# What you need to do
Starting at the first line of the data below, repeat each line word for word up to and including the line with "rough mask: <svg".

(Collected data entries)
┌────────
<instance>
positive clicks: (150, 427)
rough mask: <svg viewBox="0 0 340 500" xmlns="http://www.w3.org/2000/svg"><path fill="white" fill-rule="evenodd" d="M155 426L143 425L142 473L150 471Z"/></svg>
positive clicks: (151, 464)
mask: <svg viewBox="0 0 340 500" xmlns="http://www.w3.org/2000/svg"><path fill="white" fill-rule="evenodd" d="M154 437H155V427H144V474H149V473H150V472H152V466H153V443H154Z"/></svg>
└────────
# Response
<instance>
positive clicks: (150, 427)
rough mask: <svg viewBox="0 0 340 500" xmlns="http://www.w3.org/2000/svg"><path fill="white" fill-rule="evenodd" d="M155 426L143 425L142 473L150 471Z"/></svg>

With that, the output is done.